» **PROVIDED TEXT**:
RFR: Deferred, batched, parallel Matrix cleanup

Fri May 5 18:51:36 UTC 2017

Hi,

The largest problem in our Matrix implementation is the footprint and associated
operation costs. With just 2K regions we have 4MB matrix that we need to at
least clean up sparsely by byte at the end of some phases. With larger number of
regions (e.g. to-gc1 has 8K), this problem is exacerbated further.

There are three things to do:

  a) Defer region cleanup: this makes sure we can then...

  b) Batch matrix cleanups: this allows more cache-friendly cleanups, see the
comment in SHMatrix::clean_batched. It is a good optimization in itself, but it
also allows to...

  c) Parallelize matrix cleanups: lots of regions usually mean large heap, which
means more threads available. This will alleviate matrix cleanup costs. Note
that without batching, you cannot easily avoid false sharing there -- indeed,
this is why the patch performs better than current, already parallelised
recycling in partial GC.

Patch:
  http://cr.openjdk.java.net/~shade/shenandoah/matrix-dbp/webrev.01/

Sample experiments on my desktop:
 http://cr.openjdk.java.net/~shade/shenandoah/matrix-dbp/perf.txt

 4x faster cleanups with "default" 2K regions
 up to 18x faster cleanups with artificially high 32K regions

Testing: hotspot_gc_shenandoah, some benchmarks

Thanks,
-Aleksey

» **GIVEN EXERCISE**: In the matrix cleanup post, how much faster are cleanups with artificially high 32K regions?

» **SUPPLIED RECORDS**:
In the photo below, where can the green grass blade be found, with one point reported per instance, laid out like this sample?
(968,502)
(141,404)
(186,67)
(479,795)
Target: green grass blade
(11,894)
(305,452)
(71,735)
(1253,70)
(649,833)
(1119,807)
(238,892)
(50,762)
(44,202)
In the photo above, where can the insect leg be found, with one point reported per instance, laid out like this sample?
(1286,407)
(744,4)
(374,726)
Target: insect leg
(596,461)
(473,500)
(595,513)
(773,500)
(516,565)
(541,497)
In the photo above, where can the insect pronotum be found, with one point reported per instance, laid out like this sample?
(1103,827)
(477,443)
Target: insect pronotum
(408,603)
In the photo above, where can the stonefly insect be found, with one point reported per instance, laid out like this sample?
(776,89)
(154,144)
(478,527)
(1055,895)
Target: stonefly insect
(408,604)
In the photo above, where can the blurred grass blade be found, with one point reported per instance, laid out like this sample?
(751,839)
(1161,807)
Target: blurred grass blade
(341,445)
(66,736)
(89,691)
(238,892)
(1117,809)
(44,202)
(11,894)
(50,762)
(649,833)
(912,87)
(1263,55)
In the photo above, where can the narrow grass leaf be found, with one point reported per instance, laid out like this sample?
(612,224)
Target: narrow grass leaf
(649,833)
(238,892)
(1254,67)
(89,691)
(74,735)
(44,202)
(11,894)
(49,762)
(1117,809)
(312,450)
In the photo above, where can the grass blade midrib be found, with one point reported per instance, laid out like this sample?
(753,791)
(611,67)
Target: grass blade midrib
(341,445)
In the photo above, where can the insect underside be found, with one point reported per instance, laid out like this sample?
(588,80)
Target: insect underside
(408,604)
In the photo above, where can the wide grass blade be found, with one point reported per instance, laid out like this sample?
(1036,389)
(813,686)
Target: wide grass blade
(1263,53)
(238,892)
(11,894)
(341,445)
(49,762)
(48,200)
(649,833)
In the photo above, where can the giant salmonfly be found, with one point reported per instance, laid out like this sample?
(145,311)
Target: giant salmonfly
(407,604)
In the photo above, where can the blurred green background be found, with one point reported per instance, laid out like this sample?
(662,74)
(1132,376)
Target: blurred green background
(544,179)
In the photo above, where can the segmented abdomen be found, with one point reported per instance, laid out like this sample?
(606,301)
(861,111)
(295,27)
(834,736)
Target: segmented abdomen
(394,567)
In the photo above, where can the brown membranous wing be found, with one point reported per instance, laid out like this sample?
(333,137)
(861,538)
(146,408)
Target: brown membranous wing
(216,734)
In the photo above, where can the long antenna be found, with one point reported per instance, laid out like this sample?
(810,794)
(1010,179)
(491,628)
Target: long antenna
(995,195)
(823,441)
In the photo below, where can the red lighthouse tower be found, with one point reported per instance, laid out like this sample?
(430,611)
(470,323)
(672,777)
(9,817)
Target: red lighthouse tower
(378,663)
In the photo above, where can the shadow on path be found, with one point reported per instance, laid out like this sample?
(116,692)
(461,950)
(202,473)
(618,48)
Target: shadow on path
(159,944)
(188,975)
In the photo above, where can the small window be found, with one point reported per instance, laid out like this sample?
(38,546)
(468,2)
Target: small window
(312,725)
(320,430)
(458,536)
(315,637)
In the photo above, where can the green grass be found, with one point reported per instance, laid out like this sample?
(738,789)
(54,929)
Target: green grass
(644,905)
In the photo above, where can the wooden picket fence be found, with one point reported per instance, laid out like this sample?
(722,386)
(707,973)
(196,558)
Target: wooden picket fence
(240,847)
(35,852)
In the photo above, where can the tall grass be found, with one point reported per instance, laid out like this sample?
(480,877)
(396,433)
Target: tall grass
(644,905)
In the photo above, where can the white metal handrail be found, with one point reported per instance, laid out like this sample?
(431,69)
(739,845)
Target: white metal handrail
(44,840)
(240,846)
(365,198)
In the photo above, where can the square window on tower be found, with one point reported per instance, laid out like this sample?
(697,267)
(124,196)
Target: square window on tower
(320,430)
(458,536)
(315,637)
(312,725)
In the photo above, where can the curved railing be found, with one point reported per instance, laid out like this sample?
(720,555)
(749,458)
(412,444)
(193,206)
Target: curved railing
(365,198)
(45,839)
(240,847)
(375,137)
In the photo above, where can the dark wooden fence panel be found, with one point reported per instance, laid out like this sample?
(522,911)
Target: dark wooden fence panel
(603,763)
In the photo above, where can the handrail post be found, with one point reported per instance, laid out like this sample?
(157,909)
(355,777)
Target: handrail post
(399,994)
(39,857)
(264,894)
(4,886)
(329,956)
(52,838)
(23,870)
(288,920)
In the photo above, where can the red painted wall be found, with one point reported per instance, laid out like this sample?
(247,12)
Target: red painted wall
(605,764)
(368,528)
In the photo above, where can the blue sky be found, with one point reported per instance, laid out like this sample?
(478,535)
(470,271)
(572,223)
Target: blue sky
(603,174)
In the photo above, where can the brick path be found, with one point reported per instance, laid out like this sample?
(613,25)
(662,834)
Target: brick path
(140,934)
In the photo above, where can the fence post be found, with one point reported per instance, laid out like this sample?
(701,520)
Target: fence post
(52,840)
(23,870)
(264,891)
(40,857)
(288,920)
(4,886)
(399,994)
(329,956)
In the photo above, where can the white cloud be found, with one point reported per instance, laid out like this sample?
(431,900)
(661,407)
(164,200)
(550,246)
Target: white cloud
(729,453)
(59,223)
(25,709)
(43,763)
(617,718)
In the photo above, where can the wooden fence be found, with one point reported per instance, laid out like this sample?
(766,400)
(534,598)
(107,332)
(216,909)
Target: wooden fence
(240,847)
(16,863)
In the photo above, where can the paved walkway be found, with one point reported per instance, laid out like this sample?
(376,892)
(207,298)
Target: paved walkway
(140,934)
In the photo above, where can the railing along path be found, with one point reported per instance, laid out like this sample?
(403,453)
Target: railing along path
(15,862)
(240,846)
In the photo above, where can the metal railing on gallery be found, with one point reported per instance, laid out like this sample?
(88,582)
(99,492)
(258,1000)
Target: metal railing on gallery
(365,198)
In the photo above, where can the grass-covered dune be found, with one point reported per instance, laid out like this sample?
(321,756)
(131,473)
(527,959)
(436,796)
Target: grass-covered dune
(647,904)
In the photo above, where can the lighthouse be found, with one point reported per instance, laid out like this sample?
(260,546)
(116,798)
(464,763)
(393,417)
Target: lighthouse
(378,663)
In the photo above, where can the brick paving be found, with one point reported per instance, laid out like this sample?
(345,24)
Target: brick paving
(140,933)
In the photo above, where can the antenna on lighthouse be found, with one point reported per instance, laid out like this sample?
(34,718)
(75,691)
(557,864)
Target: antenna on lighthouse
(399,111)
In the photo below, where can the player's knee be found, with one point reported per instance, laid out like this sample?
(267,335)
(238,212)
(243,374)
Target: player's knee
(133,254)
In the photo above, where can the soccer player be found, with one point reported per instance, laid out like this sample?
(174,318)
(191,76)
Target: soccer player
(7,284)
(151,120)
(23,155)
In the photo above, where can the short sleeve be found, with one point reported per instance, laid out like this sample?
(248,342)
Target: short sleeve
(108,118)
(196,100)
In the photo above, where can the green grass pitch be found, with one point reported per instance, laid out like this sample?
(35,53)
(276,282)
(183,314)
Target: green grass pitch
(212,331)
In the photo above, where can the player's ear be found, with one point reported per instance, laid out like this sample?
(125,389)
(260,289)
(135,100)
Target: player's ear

» **RIGHT ANSWER**: Up to 18x faster.